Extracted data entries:
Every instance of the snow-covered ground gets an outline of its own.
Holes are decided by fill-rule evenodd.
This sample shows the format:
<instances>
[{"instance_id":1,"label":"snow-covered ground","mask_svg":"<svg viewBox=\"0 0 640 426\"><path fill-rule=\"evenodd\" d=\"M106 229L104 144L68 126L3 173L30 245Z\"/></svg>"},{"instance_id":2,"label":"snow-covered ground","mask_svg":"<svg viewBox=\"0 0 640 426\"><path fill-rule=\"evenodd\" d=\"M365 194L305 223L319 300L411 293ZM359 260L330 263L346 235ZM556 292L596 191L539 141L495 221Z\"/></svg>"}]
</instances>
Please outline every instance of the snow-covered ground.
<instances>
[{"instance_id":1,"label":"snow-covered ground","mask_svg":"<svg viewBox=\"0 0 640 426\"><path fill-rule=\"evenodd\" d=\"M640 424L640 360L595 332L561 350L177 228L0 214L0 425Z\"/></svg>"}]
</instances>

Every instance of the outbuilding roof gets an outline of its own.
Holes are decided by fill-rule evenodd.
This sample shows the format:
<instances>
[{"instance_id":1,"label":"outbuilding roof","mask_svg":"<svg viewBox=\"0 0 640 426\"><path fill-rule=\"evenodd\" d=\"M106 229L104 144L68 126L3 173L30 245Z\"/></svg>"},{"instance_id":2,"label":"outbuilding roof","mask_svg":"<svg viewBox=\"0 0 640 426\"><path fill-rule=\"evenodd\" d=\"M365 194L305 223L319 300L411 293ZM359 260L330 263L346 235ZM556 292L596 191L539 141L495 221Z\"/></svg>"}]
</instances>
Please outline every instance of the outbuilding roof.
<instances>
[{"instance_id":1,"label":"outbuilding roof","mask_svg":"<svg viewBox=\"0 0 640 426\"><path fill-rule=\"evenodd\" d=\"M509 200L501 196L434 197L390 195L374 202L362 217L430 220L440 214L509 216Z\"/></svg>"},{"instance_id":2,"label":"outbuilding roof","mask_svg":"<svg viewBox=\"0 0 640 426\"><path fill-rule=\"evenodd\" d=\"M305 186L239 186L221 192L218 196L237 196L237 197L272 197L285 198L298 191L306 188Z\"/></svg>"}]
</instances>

— REQUIRED ACTION —
Could you reproduce every record exactly as written?

— RESULT —
Every instance of the snow-covered ground gets an outline of its own.
Holes are decided by fill-rule evenodd.
This sample shows the format:
<instances>
[{"instance_id":1,"label":"snow-covered ground","mask_svg":"<svg viewBox=\"0 0 640 426\"><path fill-rule=\"evenodd\" d=\"M106 229L104 144L68 126L3 173L30 245Z\"/></svg>"},{"instance_id":2,"label":"snow-covered ground","mask_svg":"<svg viewBox=\"0 0 640 426\"><path fill-rule=\"evenodd\" d=\"M365 194L305 223L319 300L411 293ZM359 260L330 263L346 235ZM556 292L596 191L539 141L495 221Z\"/></svg>"}]
</instances>
Please outline every instance of the snow-covered ground.
<instances>
[{"instance_id":1,"label":"snow-covered ground","mask_svg":"<svg viewBox=\"0 0 640 426\"><path fill-rule=\"evenodd\" d=\"M640 424L640 360L595 332L561 350L177 228L0 214L0 425Z\"/></svg>"}]
</instances>

Every instance of the outbuilding roof gets an outline of its own.
Holes are decided by fill-rule evenodd.
This sample shows the format:
<instances>
[{"instance_id":1,"label":"outbuilding roof","mask_svg":"<svg viewBox=\"0 0 640 426\"><path fill-rule=\"evenodd\" d=\"M106 229L104 144L68 126L3 173L30 245Z\"/></svg>"},{"instance_id":2,"label":"outbuilding roof","mask_svg":"<svg viewBox=\"0 0 640 426\"><path fill-rule=\"evenodd\" d=\"M365 194L305 223L319 300L411 293ZM359 260L330 263L346 235ZM556 292L596 191L539 141L495 221Z\"/></svg>"}]
</instances>
Please outline every instance of the outbuilding roof.
<instances>
[{"instance_id":1,"label":"outbuilding roof","mask_svg":"<svg viewBox=\"0 0 640 426\"><path fill-rule=\"evenodd\" d=\"M509 200L501 196L434 197L390 195L374 202L362 217L430 220L440 214L509 216Z\"/></svg>"},{"instance_id":2,"label":"outbuilding roof","mask_svg":"<svg viewBox=\"0 0 640 426\"><path fill-rule=\"evenodd\" d=\"M305 186L239 186L221 192L218 196L237 196L237 197L272 197L285 198L298 191L306 188Z\"/></svg>"}]
</instances>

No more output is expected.